··· Text passage

GPs are under enormous pressure – but mine is still somehow brilliant

I have a great GP. I’m not saying that to show off, or to rub anyone’s nose in anything. I’m not saying it to undermine the case overall that general practice is on its knees, in the middle of a recruitment crisis, nationwide burnout and deliberate, long-range underfunding. It just feels as if patients have been backed into a corner where, if we complain about our access to general medicine, some tax-avoiding Tory pops up to suggest that we should pay for appointments, while, if we say it’s fine, they say: “There you go – it’s all going great and nobody knows what doctors are complaining about.” There ought to be some space between these two options where you can acknowledge the pressure GPs are under, while still noting that they’re good. It is fashionable to call this “nuance”, but truthfully, it’s not that complicated.

······
··· Data to examine

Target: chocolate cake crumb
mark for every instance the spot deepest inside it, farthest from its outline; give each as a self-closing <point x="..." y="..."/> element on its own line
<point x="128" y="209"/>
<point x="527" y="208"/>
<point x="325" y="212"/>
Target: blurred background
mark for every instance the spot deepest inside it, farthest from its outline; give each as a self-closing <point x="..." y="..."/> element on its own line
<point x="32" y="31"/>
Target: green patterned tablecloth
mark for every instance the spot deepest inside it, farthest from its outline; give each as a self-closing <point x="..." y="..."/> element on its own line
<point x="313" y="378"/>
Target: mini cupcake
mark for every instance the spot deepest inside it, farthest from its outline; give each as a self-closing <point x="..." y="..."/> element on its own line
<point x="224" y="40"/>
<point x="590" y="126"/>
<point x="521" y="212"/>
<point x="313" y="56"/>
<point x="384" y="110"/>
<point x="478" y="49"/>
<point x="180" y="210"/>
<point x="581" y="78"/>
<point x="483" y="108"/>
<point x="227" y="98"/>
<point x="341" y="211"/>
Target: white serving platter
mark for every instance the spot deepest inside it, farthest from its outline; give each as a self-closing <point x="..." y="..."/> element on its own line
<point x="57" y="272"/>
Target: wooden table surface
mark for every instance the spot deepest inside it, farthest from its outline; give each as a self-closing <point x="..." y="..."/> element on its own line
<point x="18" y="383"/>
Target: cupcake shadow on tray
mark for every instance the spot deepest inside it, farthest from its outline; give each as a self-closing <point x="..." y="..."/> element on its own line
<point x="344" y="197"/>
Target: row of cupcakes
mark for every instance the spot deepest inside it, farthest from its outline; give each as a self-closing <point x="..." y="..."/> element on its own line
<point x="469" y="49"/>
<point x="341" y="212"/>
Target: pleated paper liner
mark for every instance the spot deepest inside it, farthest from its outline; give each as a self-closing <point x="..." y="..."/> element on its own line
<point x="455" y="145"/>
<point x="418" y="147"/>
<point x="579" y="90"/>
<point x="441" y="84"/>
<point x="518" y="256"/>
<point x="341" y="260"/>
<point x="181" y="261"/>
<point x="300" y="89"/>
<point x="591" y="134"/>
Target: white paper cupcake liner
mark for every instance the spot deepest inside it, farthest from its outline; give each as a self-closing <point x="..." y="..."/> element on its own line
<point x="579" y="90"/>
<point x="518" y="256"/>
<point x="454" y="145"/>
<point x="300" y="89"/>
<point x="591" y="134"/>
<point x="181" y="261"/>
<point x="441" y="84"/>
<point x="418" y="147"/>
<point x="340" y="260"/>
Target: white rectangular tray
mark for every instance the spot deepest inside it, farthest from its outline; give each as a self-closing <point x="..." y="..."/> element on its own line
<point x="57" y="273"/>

······

**Complete the following**
(1) Retype the column about GPs word for word, beginning at "I have a great" and stopping after "not that complicated.".
(2) Extend the column about GPs, starting right after its final sentence.
The listing is separate material and has no connection to the column about GPs.

**Exercise answers**
(1)
I have a great GP. I’m not saying that to show off, or to rub anyone’s nose in anything. I’m not saying it to undermine the case overall that general practice is on its knees, in the middle of a recruitment crisis, nationwide burnout and deliberate, long-range underfunding. It just feels as if patients have been backed into a corner where, if we complain about our access to general medicine, some tax-avoiding Tory pops up to suggest that we should pay for appointments, while, if we say it’s fine, they say: “There you go – it’s all going great and nobody knows what doctors are complaining about.” There ought to be some space between these two options where you can acknowledge the pressure GPs are under, while still noting that they’re good. It is fashionable to call this “nuance”, but truthfully, it’s not that complicated.

(2)
Anyway, while my GP is great, I didn’t know if I could say the same for my mother, and I’d offered to call and get her an appointment because she hates getting up for 8am. Obviously, I then forgot and didn’t call until the tumbleweed hour – 8.29, to be precise – when all the appointments are gone and you have to admit to your mother that you’re useless. But, if I live in a kind of Scandinavian GP world, where everything is timely and running the way it should, my mum lives in medical Narnia. Same-day appointment, not too early (they somehow have it in her notes that she is not a morning person) with the loudest doctor (they also know she is deaf, but diplomatically call it “hard of hearing”, which is ironic, because it’s much harder on everybody else). When they asked if she’d like a mid-morning call from a receptionist, to reassure her that the doctor would call her later, it began to sound like a guilt trip. It’s great when a GP is solicitous, but this was making me look bad.

Anyway, GPs – very overstretched, chronically underfunded, ceaselessly undermined by a rabid media, still doing a great job. That wasn’t so complicated, was it?